RECORDED DATA Block Start

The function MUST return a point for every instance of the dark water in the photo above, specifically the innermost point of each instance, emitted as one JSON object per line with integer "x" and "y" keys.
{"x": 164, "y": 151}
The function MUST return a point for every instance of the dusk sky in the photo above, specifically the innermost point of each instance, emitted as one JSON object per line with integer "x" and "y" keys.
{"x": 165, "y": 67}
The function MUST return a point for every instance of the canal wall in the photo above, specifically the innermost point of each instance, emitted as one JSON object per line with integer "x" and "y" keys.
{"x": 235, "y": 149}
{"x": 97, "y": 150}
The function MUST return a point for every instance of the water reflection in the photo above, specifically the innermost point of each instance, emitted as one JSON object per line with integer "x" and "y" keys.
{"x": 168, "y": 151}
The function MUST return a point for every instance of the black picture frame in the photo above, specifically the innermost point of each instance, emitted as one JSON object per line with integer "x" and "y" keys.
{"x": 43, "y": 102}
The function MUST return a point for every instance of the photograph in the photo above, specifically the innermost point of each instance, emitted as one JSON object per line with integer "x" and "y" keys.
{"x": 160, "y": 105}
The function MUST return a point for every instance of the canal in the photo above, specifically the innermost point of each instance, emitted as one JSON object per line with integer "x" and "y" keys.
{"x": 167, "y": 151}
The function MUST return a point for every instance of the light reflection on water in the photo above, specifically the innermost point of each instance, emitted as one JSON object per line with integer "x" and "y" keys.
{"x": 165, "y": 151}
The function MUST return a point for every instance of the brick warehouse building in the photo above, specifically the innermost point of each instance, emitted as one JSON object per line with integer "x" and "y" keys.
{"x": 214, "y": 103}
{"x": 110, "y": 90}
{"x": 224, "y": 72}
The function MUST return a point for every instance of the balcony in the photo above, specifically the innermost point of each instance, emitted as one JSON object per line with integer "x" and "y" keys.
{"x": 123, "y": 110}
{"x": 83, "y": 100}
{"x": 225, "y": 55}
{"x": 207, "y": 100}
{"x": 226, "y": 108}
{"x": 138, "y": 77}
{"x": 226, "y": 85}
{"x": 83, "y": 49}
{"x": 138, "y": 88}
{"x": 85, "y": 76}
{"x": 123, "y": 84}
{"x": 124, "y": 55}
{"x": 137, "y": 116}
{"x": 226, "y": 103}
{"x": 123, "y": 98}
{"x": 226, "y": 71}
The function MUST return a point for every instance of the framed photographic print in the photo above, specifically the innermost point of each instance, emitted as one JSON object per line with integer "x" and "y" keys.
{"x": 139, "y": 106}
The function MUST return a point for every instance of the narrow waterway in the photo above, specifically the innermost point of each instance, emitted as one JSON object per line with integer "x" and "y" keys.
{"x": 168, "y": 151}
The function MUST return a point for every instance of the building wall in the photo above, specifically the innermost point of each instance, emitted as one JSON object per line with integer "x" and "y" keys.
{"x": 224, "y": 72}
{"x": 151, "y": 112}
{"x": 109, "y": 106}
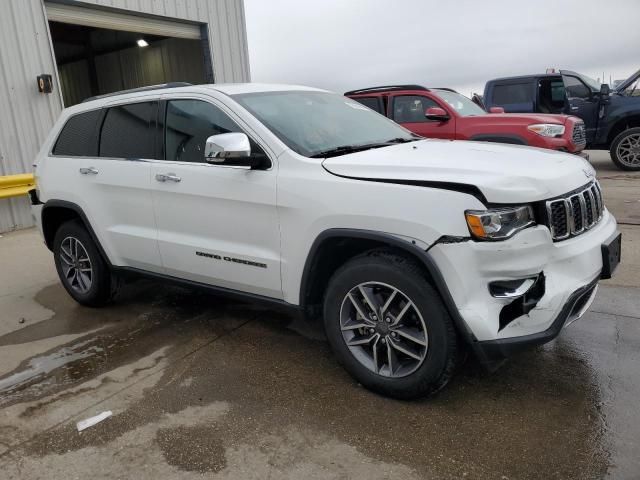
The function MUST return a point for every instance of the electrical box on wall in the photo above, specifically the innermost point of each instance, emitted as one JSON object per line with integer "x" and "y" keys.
{"x": 45, "y": 83}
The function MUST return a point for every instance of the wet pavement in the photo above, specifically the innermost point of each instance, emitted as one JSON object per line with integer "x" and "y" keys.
{"x": 203, "y": 385}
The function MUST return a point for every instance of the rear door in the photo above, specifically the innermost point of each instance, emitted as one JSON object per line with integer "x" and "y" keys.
{"x": 409, "y": 111}
{"x": 582, "y": 102}
{"x": 216, "y": 224}
{"x": 108, "y": 177}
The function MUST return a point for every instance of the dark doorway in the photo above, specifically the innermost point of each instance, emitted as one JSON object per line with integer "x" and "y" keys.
{"x": 94, "y": 61}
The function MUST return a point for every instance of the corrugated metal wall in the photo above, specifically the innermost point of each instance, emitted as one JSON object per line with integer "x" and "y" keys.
{"x": 25, "y": 52}
{"x": 170, "y": 60}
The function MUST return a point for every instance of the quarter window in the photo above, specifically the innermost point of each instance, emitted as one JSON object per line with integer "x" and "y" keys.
{"x": 79, "y": 136}
{"x": 374, "y": 103}
{"x": 412, "y": 108}
{"x": 189, "y": 123}
{"x": 128, "y": 131}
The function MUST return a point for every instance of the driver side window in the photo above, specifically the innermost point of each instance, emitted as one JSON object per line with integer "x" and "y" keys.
{"x": 575, "y": 88}
{"x": 188, "y": 124}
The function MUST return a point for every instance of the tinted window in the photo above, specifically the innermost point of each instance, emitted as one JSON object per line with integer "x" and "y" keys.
{"x": 372, "y": 102}
{"x": 461, "y": 104}
{"x": 411, "y": 108}
{"x": 188, "y": 125}
{"x": 513, "y": 93}
{"x": 78, "y": 137}
{"x": 128, "y": 131}
{"x": 575, "y": 88}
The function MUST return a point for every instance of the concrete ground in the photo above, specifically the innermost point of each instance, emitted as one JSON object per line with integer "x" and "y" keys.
{"x": 202, "y": 385}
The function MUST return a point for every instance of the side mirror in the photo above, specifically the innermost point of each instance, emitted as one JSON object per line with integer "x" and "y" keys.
{"x": 225, "y": 146}
{"x": 436, "y": 113}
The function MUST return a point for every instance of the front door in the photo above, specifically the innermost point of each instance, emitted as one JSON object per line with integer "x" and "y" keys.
{"x": 216, "y": 224}
{"x": 582, "y": 102}
{"x": 409, "y": 111}
{"x": 105, "y": 155}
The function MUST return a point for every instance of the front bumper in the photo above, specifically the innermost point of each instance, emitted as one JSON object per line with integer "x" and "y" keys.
{"x": 571, "y": 269}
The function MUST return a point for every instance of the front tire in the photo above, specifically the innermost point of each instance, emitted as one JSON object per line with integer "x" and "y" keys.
{"x": 388, "y": 327}
{"x": 625, "y": 149}
{"x": 82, "y": 271}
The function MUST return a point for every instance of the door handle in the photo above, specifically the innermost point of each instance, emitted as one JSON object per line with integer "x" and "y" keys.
{"x": 167, "y": 177}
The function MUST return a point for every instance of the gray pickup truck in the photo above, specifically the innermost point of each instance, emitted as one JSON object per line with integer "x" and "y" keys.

RECORDED DATA Block End

▶ EXERCISE BRIEF
Could you retype every record above exactly, leaving the pictures out?

▶ EXERCISE SOLUTION
The function MUST return a point for every instance of the dark water in the photo above, specifically the innermost point of each instance, emitted as one JSON object per line with integer "x" and "y" keys.
{"x": 164, "y": 151}
The function MUST return a point for every instance of the dusk sky in the photo above, specifically the innermost point of each instance, emitted as one JSON object per line with integer "x" and "y" keys.
{"x": 165, "y": 67}
The function MUST return a point for every instance of the canal wall in the photo above, specifically the innermost point of each instance, emitted as one JSON object per line with integer "x" and "y" keys.
{"x": 235, "y": 149}
{"x": 97, "y": 150}
The function MUST return a point for every instance of the water reflection in the photo above, specifically the innermost point of each instance, emitted as one JSON object per line with integer "x" and "y" keys.
{"x": 168, "y": 151}
The function MUST return a point for every instance of the black picture frame in the photo above, specifically the innermost point of each instance, emitted as one JSON object per line with integer "x" and "y" keys.
{"x": 43, "y": 102}
The function MUST return a point for every instance of the photograph in the photo above, specifically the innermost point of each instance, emitted as one JSON object per line with integer "x" and "y" keys.
{"x": 160, "y": 105}
The function MUST return a point for every instance of the canal in the photo above, specifically the innermost point of each instance, emitted as one JSON object per line with integer "x" and "y" keys.
{"x": 167, "y": 151}
The function MUST return a point for every instance of the light reflection on water in the photo above, specifically the innermost point of each instance, emitted as one JSON object per line with integer "x" and "y" keys.
{"x": 165, "y": 151}
The function MUST return a point for every instance of the brick warehouse building in the photo above, specifically the innermost point of each instance, emitted as one JSON object per line with integer "x" and "y" keys.
{"x": 214, "y": 103}
{"x": 110, "y": 90}
{"x": 224, "y": 72}
The function MUST return a point for every instance of the balcony in the photo above, specifically the innermost point of each instance, emitted as one JSON object per line with integer "x" and "y" keys.
{"x": 123, "y": 110}
{"x": 83, "y": 100}
{"x": 225, "y": 55}
{"x": 207, "y": 100}
{"x": 226, "y": 108}
{"x": 138, "y": 77}
{"x": 226, "y": 85}
{"x": 83, "y": 49}
{"x": 138, "y": 88}
{"x": 85, "y": 76}
{"x": 123, "y": 84}
{"x": 124, "y": 55}
{"x": 137, "y": 116}
{"x": 226, "y": 103}
{"x": 123, "y": 98}
{"x": 226, "y": 71}
The function MUST return a point for every instance of the framed photographic print in the photo above, specifically the innermost point of each instance, emitted as one JSON object per line with integer "x" and "y" keys.
{"x": 139, "y": 106}
The function MUST return a point for every instance of the narrow waterway in the photo above, specifically the innermost point of each instance, emitted as one JSON object per line with integer "x" and "y" keys.
{"x": 168, "y": 151}
The function MUST return a point for every instance of the building wall in the photo above, specifically the innermost point of each instance, emitted as one JSON object per line with integer "x" and "y" keys.
{"x": 224, "y": 72}
{"x": 151, "y": 112}
{"x": 109, "y": 106}
The function MUST return a point for every instance of the electrical box on wall in the photo above, specifically the innermost point of each instance, emitted as one JSON object per line with integer "x" and "y" keys.
{"x": 45, "y": 83}
The function MUST return a point for every instance of the wet pavement in the photo above, specifically the innermost point of each instance, emitted as one JSON object per line with integer "x" and "y" keys.
{"x": 203, "y": 385}
The function MUST return a point for every instance of the rear door in the photo above, specifically the innermost point of each instance, emitted as one JSON object per line with integer "x" and "y" keys.
{"x": 409, "y": 111}
{"x": 582, "y": 102}
{"x": 216, "y": 224}
{"x": 108, "y": 177}
The function MUST return a point for every instance of the dark doorway in the photo above, specifically the innermost point of each instance, emitted as one JSON object per line with integer "x" and "y" keys.
{"x": 94, "y": 61}
The function MUST return a point for every instance of the corrugated metal wall in the photo above, specifically the innermost point of each instance, emitted as one JSON object per line with integer "x" and "y" keys.
{"x": 25, "y": 52}
{"x": 170, "y": 60}
The function MUST return a point for every instance of the quarter window in the photo above, specifically the innermost point of each instance, emitted as one JSON object per line with integer "x" and "y" keys.
{"x": 79, "y": 136}
{"x": 374, "y": 103}
{"x": 412, "y": 108}
{"x": 189, "y": 123}
{"x": 128, "y": 131}
The function MUST return a point for every instance of the driver side window in the photo above, specifically the innermost point of each instance, emitted as one JSON object per line with integer "x" and "y" keys.
{"x": 575, "y": 88}
{"x": 188, "y": 124}
The function MUST return a point for every instance of the tinted window in the photo above, specifically the innermost point of each instance, emitted as one JSON object per line with integer "x" and "y" keys.
{"x": 372, "y": 102}
{"x": 461, "y": 104}
{"x": 411, "y": 108}
{"x": 188, "y": 125}
{"x": 513, "y": 93}
{"x": 78, "y": 137}
{"x": 128, "y": 131}
{"x": 575, "y": 88}
The function MUST return a point for every instance of the concrete ground in the photo above, specifically the innermost point of each instance, emitted as one JSON object per line with integer "x" and "y" keys.
{"x": 202, "y": 385}
The function MUST return a point for every instance of the side mirror in the photo above, specifically the innermost point of each instance, emitted as one JSON object per line with integer "x" and "y" keys.
{"x": 225, "y": 146}
{"x": 436, "y": 113}
The function MUST return a point for every instance of the front door in the photo above, specifically the innermost point of each instance, emitted as one JSON object per line with integer "x" and "y" keys.
{"x": 216, "y": 224}
{"x": 582, "y": 102}
{"x": 409, "y": 111}
{"x": 105, "y": 155}
The function MUST return a point for every instance of the front bumper in the photo above, specifically the innermost point of each instance, emitted as one JSON object per line with integer "x" and "y" keys.
{"x": 571, "y": 269}
The function MUST return a point for every instance of the front tire in the photo above, specifically the innermost point of each instance, emitted as one JSON object per line with integer "x" and "y" keys.
{"x": 388, "y": 327}
{"x": 625, "y": 149}
{"x": 82, "y": 271}
The function MUST return a point for every instance of the door handle in the photo above, specifically the innermost point of each instance, emitted as one JSON object per line with integer "x" and "y" keys.
{"x": 167, "y": 177}
The function MUST return a point for every instance of the gray pickup truck in the photo above, specifically the innermost point of each instance, emitted as one JSON object per line with integer "x" and "y" keys.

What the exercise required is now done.